▶ RECORDS SUPPLIED
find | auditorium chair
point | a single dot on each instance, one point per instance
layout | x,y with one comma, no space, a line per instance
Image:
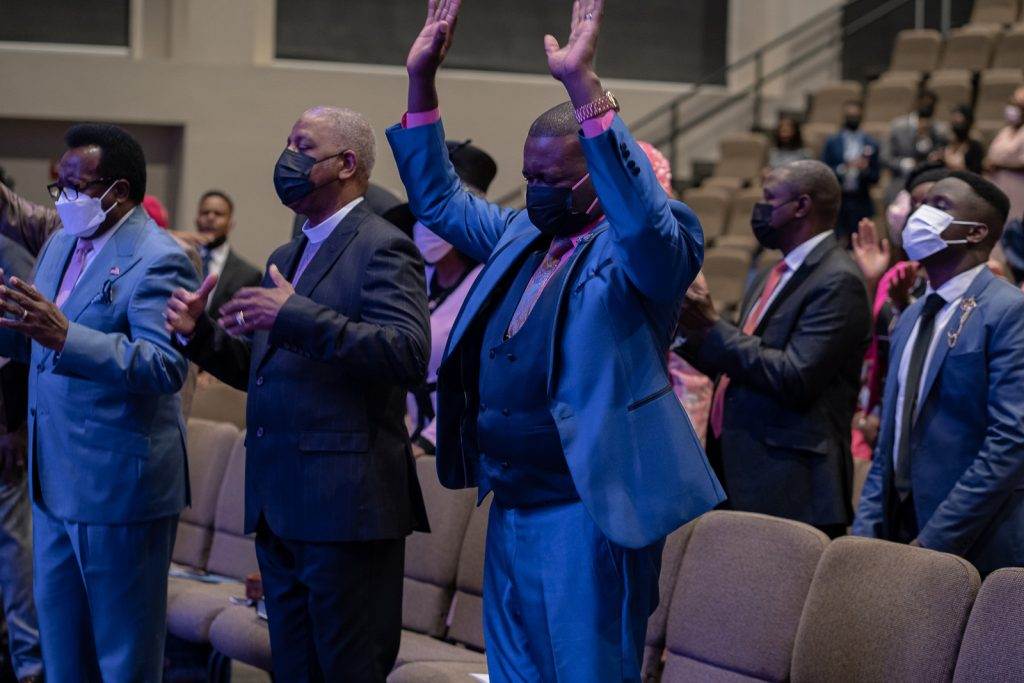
992,649
712,207
193,604
738,597
741,157
726,269
952,87
883,611
218,401
994,89
970,47
210,446
995,11
1010,50
916,50
672,555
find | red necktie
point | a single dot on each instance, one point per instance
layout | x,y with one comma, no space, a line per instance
718,402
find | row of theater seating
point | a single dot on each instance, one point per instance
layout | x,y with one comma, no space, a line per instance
742,597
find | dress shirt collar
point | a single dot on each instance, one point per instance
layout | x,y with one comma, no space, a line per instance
317,233
957,286
796,258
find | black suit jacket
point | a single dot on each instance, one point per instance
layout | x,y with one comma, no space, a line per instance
784,447
328,454
238,272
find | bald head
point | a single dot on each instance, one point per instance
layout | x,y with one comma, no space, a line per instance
816,181
346,130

▶ WHAT IS REQUIRED
Could you retype every one of the lines above character for character, leaving out the picture?

▶ TASK SOLUTION
find | auditorium chair
point | a single dot on each instance, one point per instance
layout | x,y with one comma, no space, a line per instance
Image:
992,649
712,207
193,604
738,597
741,157
726,269
952,87
883,611
218,401
994,89
970,47
210,446
995,11
1010,50
916,50
672,555
find | red necktie
point | a single dot on each instance, one point per instance
layout | x,y with one comma, no space, a line per instance
718,402
find | row of theater seating
point | a single dot on each instance, one point per instance
layout | x,y with one comma, no space, a line per instance
742,597
find | dress shirt collar
point | a single dot on each instance, one point per instance
layout | x,y with one comma, no space, a line per instance
317,233
957,286
796,258
find | black suit jacket
point | a single dot on each instance, one point per instance
layout | x,y with one comma, no space, a line per instance
784,447
328,454
238,272
find | bald head
point | a single dot on each instance, one point per instance
layout | x,y with one comma, no space, a line per instance
816,181
346,130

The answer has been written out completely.